Forgotten Lynching Victims | Mexicans in America

imagesRHUOVHBGHushed-up Lynchings
During the Jim Crow era, the lynching of African Americans throughout the South was so widespread and so well publicized that it was hard to ignore. Newspaper reporters were among the many spectators, and photographers snapped pictures for the postcards they would sell. Though rare, history teachers, briefly and cautiously, mentioned the lynching of black people. But the second most frequent target of mob violence was avoided by those who report news events, by those who made postcards in order to capitalize on vigilante murders, and by those whose job it was to educate America’s young people. From the mid-19th century until well into the 20th century, mobs lynched thousands of Mexicans, not only in states bordering Mexico but also in those well north of the border, including Nebraska and Wyoming. These lynchings were hushed-up, in part because the communities in which the murders occurred did not want it widely known that local authorities and deputized citizens played conspicuous roles. Lynching was not always by people on the margins of a community, and it was not a not a southern peculiarity.

“I hate all Mexicans.”
A letter printed in The Stockton Times on April 6, 1850 exemplifies the racist sentiment of the era: “Mexicans have no business in this country. I don’t believe in them. The men were made to be shot. The women were made for our purposes. I’m a white man—I am! A Mexican is pretty near black. I hate all Mexicans.”

Josepha, The Only Woman Lynched in California
One of few the lynchings of Mexicans to reach public record was that of Josepha Segovia, the only woman ever lynched in California. In many accounts her name was changed to “Juanita,” a stereotypic Mexican name, and there are several discrepancies in the reports about who she was and about the circumstances leading to her 1851 lynching in Downieville, California. Josepha was a petite woman in her twenties. In some accounts she was a  well-respected citizen. In others, in keeping with the Gold Rush era’s American view of Mexican women, she was a “depraved, sexually promiscuous” saloon girl with a vicious temper.

-- -- --

#### Tasks for this exercise:
a: Reproduce the passage on lynchings of Mexicans in America word for word, starting at the words "Josepha, The Only" and ending after "a vicious temper.".
b: Pick up the account of lynchings of Mexicans in America right after its final sentence and keep writing it.

#### Information shown:
-- -- --

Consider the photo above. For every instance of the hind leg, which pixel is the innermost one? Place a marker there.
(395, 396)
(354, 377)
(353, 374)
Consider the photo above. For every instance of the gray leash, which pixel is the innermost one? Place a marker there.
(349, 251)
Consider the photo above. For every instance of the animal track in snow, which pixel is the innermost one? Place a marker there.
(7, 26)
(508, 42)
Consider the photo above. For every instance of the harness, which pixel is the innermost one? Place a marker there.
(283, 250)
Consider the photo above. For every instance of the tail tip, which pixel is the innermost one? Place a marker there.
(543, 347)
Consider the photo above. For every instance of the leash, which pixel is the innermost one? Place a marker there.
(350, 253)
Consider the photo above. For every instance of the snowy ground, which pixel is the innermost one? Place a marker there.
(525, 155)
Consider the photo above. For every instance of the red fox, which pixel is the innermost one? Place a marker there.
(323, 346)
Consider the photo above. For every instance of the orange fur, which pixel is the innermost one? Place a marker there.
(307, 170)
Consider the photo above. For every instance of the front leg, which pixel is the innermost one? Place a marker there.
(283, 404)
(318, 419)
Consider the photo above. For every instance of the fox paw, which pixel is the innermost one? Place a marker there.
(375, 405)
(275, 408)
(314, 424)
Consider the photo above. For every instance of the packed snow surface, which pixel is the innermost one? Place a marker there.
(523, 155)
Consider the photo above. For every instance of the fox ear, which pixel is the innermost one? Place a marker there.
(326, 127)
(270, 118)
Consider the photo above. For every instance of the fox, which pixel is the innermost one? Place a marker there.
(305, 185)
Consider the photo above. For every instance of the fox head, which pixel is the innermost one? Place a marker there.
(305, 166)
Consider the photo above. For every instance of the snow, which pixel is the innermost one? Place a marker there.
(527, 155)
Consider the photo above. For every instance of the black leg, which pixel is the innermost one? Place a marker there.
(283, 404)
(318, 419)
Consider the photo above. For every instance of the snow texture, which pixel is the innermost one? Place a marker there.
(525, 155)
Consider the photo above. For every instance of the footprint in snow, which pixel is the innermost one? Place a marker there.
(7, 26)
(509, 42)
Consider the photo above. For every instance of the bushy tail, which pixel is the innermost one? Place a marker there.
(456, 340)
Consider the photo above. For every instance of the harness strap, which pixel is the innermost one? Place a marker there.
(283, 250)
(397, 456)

-- -- --

#### Exercise answers:
a:
Josepha, The Only Woman Lynched in California
One of few the lynchings of Mexicans to reach public record was that of Josepha Segovia, the only woman ever lynched in California. In many accounts her name was changed to “Juanita,” a stereotypic Mexican name, and there are several discrepancies in the reports about who she was and about the circumstances leading to her 1851 lynching in Downieville, California. Josepha was a petite woman in her twenties. In some accounts she was a  well-respected citizen. In others, in keeping with the Gold Rush era’s American view of Mexican women, she was a “depraved, sexually promiscuous” saloon girl with a vicious temper.

b:
Accused of stabbing a white miner to death, Josepha was brought to trial on July 5, 1851. In some reports, he had broken into her house, presumably to rape her; in others she had invited him in. In one story, Josepha murdered her victim by hiding shards of glass in his food so that she could steal the gold he had mined.

As soon as the guilty verdict was announced, vigilantes erected a scaffold on the bridge over the Yuba River, and some 2,000 spectators gathered to watch Josepha’s hanging.

William L. Manly inadvertently helped  turn Josepha into a legend when he wrote: “Juanita went calmly to her death. She wore a Panama hat, and after mounting the platform she removed it, tossed it to a friend in the crowd…with the remark, ‘Adios, amigo.’ Then she adjusted the noose to her own neck, raising her long, loose tresses carefully in order to fix the rope firmly in its place; and then, with a smile and wave of her hand to the bloodthirsty crowd present, she stepped calmly from the plank into eternity… “

Josepha’s Legacy
Decades later, Josepha’s story helped inspire the Mexican American Civil Rights Movement of the 1940s and the Chicano Movement of the 1960s.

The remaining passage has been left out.